-------- Source material

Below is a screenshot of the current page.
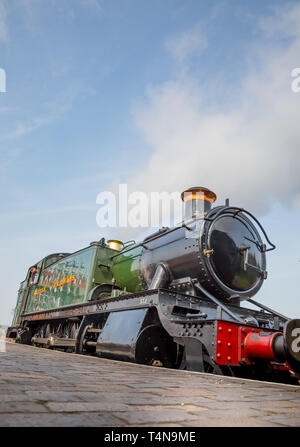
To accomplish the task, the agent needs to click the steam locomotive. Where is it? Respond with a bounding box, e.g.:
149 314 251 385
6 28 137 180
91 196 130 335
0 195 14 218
7 187 300 383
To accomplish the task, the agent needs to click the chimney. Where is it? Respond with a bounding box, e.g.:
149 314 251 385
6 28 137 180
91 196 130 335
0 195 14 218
181 186 217 220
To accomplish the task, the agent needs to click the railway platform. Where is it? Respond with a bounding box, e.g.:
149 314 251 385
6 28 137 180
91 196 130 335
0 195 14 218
0 341 300 427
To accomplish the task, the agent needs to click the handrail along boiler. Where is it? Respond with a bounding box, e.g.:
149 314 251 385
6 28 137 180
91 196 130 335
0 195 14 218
7 187 300 383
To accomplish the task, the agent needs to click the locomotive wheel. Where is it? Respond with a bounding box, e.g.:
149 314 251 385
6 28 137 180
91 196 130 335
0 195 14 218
135 324 177 368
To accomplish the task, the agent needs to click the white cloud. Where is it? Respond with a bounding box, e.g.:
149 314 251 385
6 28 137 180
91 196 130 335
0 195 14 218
129 5 300 224
165 25 207 63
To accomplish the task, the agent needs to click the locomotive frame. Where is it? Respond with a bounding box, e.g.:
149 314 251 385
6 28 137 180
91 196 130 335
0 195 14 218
7 188 300 383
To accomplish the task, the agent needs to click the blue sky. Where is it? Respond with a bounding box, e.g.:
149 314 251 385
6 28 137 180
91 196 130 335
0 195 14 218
0 0 300 324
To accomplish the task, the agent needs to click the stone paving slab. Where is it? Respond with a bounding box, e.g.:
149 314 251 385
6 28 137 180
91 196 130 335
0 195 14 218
0 343 300 427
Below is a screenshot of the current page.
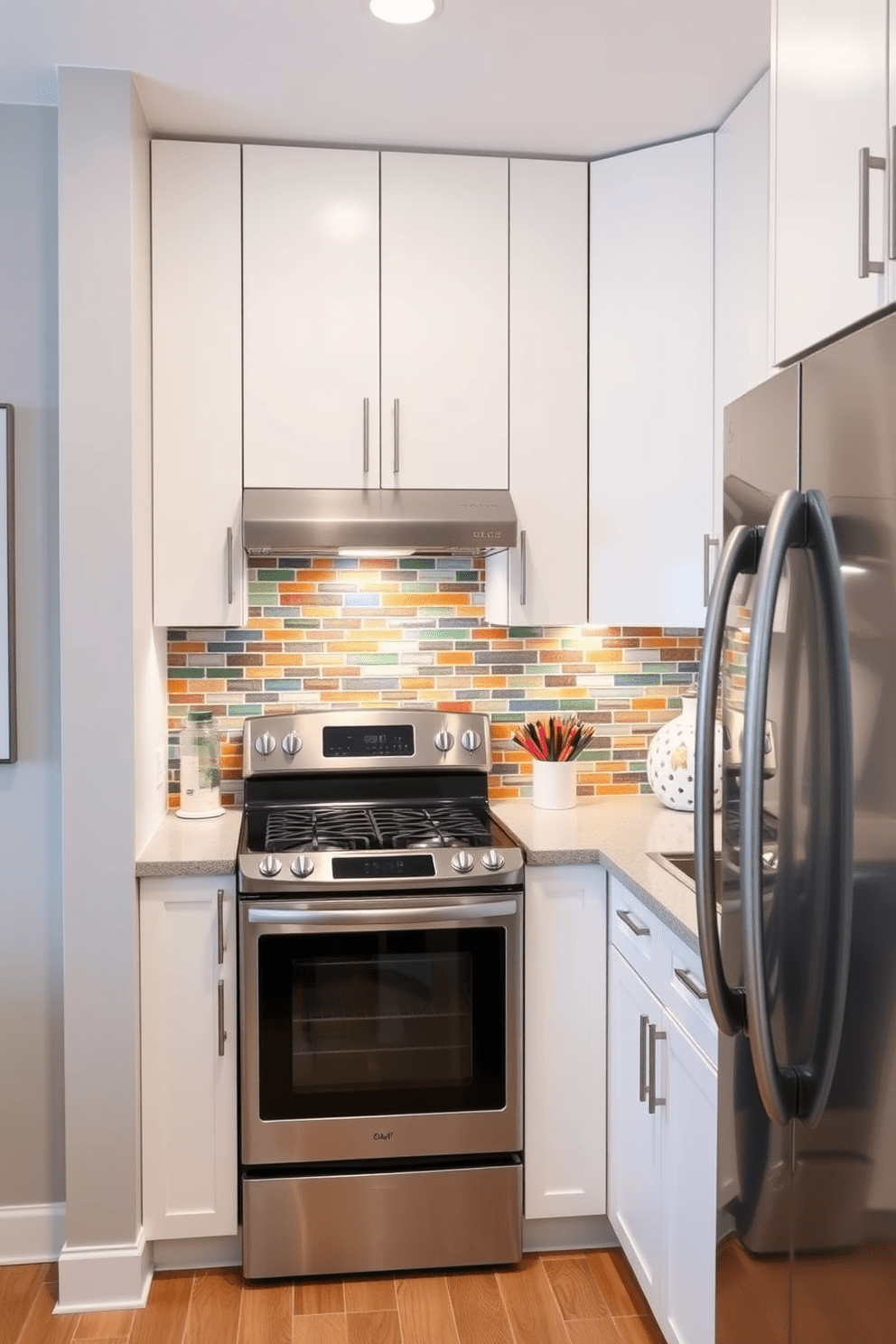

----------------

Reproduce verbatim every line of the rows, beginning with the line that contains "To accomplish the task, the agent needs to click the handrail" and continuing through the end of the rows. Omit any pictures from your reproduction.

Result below:
To accomplish the task, the agent needs to click the handrail along boiler. Where is it? Respond with a bounding box, e.g.:
149 314 251 385
6 28 137 180
91 196 130 335
0 195 14 218
7 187 300 383
To accomplish the task, the agent needs to click the locomotive wheel. Where is it? Respond with a bounding box, e.g.:
149 314 251 385
6 28 137 180
91 196 130 335
0 195 14 218
135 324 177 368
To accomplish the task, the agent needs to click the white cloud. Where is it? Respond with a bounding box, e.g.:
149 314 251 385
6 28 137 180
91 196 130 335
0 195 14 218
129 5 300 224
165 25 207 63
To accomplish the task, the agent needs to click the locomotive frame. Where is it? Respond with a bounding box, e.g.:
149 314 251 385
6 28 137 180
91 196 130 335
0 195 14 218
7 188 300 383
To accomplish the task, the agent needs to click the blue sky. Where is it? Respond with a bounding box, e.g.:
149 314 251 385
6 28 137 180
91 196 130 335
0 195 14 218
0 0 300 324
To accomplish the task, the agent needs to click the stone paving slab. Where is it? Respond with a bounding box, e.g.:
149 314 251 385
6 28 137 180
91 196 130 335
0 195 14 218
0 343 300 427
Below is a screenshot of the current page.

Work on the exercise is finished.